• Extrait du texte:
:::

Cette seconde tribune traite d’un sujet vraiment d’actualité… Nous vous laissons le découvrir et vous invitons à le commenter.
La personne dont l’état de santé psychique est dégradé en raison de son rapport au travail, éprouve souvent ce mal dans la solitude et, contrairement aux lieux communs et autres interprétations psychologisantes, nous pensons que les raisons de son mal ne résident pas dans son hypothétique fragilité
Fragile, terme régulièrement employé pour désigner ces personnes, schématisant le phénomène (le ramenant à l’antique opposition fort/faible) en le dénaturant.
Cette distinction, cette dialectique du fort et du faible ne tient pas. De nombreux arguments pourraient être opposés à cette allégation dont par exemple, les enseignements des cliniciens du travail comme Christophe DEJOURS ou Marie PEZE, qui nous apprennent que ceux qui sombrent ont été souvent les plus forts, les plus adaptables, les plus dévoués, les plus engagés dans leur travail.
Au départ on trouve dans son travail un formidable et puissant vecteur de construction identitaire…
… on se reconnaît dans les valeurs, les missions, les objectifs fixés et le collectif représente une communauté de personnes avec qui nous cultivons ce terreau commun. Le rapport subjectif au travail impulse un double mouvement, celui de la reconnaissance dans la communauté et celui de l’accroissement de la singularité, car notre activité nous permet d’entretenir un rapport d’exclusivité avec l’objet même de notre travail. Identification, ou édification de l’identité, cette capacité d’agir sur le monde par le travail, de le transformer conduit également à nous transformer.
Lorsqu’on investit le travail, on le fait psychiquement et également par « corps ». Lorsque l’objet même de cet investissement, sa substance, son essence se retire, qu’il ne prend plus corps, il y a désorganisation.
Les investissements sont « ballants » sans contenant, sans point d’achoppement. Le capital s’effondrant, c’est l’économie psychique qui s’écroule.
Allons plus loin et avançons que celles et ceux dont on dit : »ils ont lâché », « ils ont cédé » n’ont justement pas renoncé; pas renoncé à ce qui fait sens, ce qui fait résonance au quotidien et qui édifie ce qui est notre vie, le travail vivant (Christophe DEJOURS).
Les travaux de Georges CANGUILHEM par exemple, portant sur le « normal et le pathologique », questionnent notamment l’influence de la norme et de la culture dans la définition du pathologique. Alors qui est malade, qui ne l’est pas? Quand entre-t-on dans la maladie ?
Dans son rapport au monde, chacun a développé ses propres mécanismes de défense pour se défendre de se qui peut nuire à l’équilibre psychique.

:::

• Données affichées:
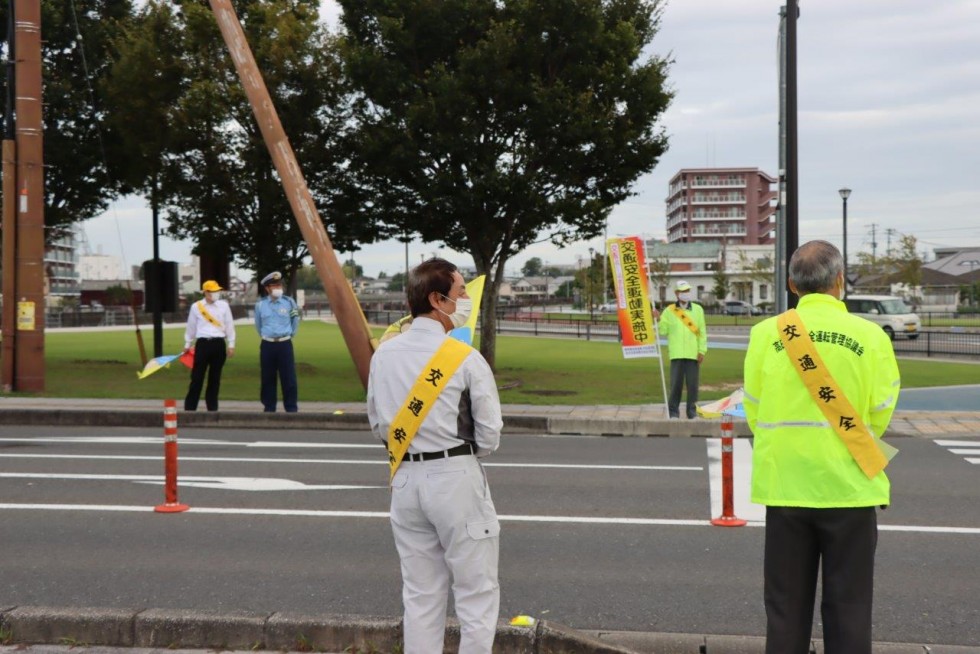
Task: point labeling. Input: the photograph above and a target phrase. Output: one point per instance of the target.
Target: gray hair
(814, 267)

:::

• Le problème: Recopie le passage du texte sur la souffrance au travail allant de "Les investissements sont" jusqu'à "à l’équilibre psychique.", en renommant "Georges CANGUILHEM" en "CANGUILHEM".

• Réponse proposée:
Les investissements sont « ballants » sans contenant, sans point d’achoppement. Le capital s’effondrant, c’est l’économie psychique qui s’écroule.
Allons plus loin et avançons que celles et ceux dont on dit : »ils ont lâché », « ils ont cédé » n’ont justement pas renoncé; pas renoncé à ce qui fait sens, ce qui fait résonance au quotidien et qui édifie ce qui est notre vie, le travail vivant (Christophe DEJOURS).
Les travaux de CANGUILHEM par exemple, portant sur le « normal et le pathologique », questionnent notamment l’influence de la norme et de la culture dans la définition du pathologique. Alors qui est malade, qui ne l’est pas? Quand entre-t-on dans la maladie ?
Dans son rapport au monde, chacun a développé ses propres mécanismes de défense pour se défendre de se qui peut nuire à l’équilibre psychique.